Material de trabajo:
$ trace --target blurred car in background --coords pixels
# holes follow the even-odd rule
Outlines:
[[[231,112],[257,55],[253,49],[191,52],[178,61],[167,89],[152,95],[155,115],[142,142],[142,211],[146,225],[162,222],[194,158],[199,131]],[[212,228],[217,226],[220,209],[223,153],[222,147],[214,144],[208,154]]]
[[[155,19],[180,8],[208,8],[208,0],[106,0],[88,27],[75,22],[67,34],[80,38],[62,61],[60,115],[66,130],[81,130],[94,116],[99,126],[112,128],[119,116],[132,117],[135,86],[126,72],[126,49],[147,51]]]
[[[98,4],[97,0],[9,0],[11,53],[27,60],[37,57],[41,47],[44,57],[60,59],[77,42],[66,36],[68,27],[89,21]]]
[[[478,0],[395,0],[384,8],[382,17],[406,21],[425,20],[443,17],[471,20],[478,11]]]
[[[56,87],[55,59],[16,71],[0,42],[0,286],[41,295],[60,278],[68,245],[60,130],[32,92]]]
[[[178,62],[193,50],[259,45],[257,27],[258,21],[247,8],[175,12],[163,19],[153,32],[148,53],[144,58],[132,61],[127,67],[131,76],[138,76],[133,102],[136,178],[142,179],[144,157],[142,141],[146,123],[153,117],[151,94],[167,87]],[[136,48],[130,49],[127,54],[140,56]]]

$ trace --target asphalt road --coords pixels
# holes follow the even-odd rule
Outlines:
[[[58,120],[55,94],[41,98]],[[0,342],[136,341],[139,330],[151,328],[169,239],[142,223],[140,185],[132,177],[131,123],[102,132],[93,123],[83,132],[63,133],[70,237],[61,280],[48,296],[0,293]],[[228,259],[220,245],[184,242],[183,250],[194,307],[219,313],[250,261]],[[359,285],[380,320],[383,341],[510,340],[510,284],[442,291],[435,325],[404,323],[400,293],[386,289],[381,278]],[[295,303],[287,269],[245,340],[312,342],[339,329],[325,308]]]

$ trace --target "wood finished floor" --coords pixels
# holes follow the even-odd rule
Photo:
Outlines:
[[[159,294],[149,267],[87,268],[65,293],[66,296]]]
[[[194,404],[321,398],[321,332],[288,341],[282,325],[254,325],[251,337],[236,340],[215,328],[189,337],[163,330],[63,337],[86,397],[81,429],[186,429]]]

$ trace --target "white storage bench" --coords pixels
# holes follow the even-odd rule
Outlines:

Tu objetivo: Dispón las líneas de todas las filas de arriba como una lista numerada y omite las que estén en blanco.

Solución:
1. $ trace --target blurred car in background --coords pixels
2. # holes follow the even-odd rule
3. Outlines:
4. [[[231,112],[257,55],[253,49],[191,52],[178,61],[167,89],[152,95],[155,115],[142,142],[142,211],[146,225],[162,222],[194,158],[199,131]],[[212,228],[217,226],[220,209],[223,153],[222,147],[214,144],[208,154]]]
5. [[[155,19],[180,8],[208,8],[208,0],[106,0],[88,27],[75,22],[67,34],[80,38],[62,61],[60,115],[66,130],[81,130],[94,116],[99,126],[112,128],[119,116],[132,117],[135,86],[126,72],[126,49],[147,51]]]
6. [[[98,4],[97,0],[9,0],[11,53],[27,60],[37,57],[41,47],[44,57],[60,59],[77,42],[66,36],[68,27],[89,21]]]
7. [[[478,0],[395,0],[384,8],[382,17],[406,21],[425,20],[443,17],[471,20],[478,11]]]
8. [[[56,87],[55,59],[16,71],[0,42],[0,286],[41,295],[60,278],[68,245],[60,130],[32,92]]]
9. [[[178,62],[193,50],[259,45],[257,27],[258,21],[247,8],[175,12],[163,19],[153,32],[148,53],[144,58],[132,61],[127,67],[131,76],[138,76],[133,102],[136,178],[142,179],[144,157],[142,141],[146,123],[153,117],[151,94],[167,87]],[[136,48],[130,49],[127,54],[140,56]]]
10. $ trace --target asphalt road --coords pixels
11. # holes follow the even-odd rule
12. Outlines:
13. [[[58,120],[55,94],[41,98]],[[0,342],[136,341],[139,330],[151,328],[169,239],[142,223],[140,185],[132,177],[131,123],[102,132],[93,123],[83,132],[63,133],[70,237],[61,280],[48,296],[0,293]],[[228,259],[220,245],[184,242],[183,250],[194,307],[219,313],[250,261]],[[359,285],[380,320],[383,341],[510,340],[510,284],[442,291],[435,325],[404,323],[400,293],[386,289],[381,278]],[[295,303],[287,269],[245,340],[312,342],[339,329],[325,308]]]
14. $ trace --target "wood finished floor" --coords pixels
15. # holes follow the even-odd rule
16. Photo:
17. Outlines:
18. [[[159,294],[149,267],[87,268],[65,293],[66,296]]]
19. [[[194,404],[321,398],[321,332],[288,341],[282,325],[254,325],[251,337],[236,340],[215,328],[189,337],[163,330],[63,337],[86,397],[81,429],[186,429]]]
20. $ trace --target "white storage bench" --coords pixels
21. # holes follow the even-odd rule
22. Outlines:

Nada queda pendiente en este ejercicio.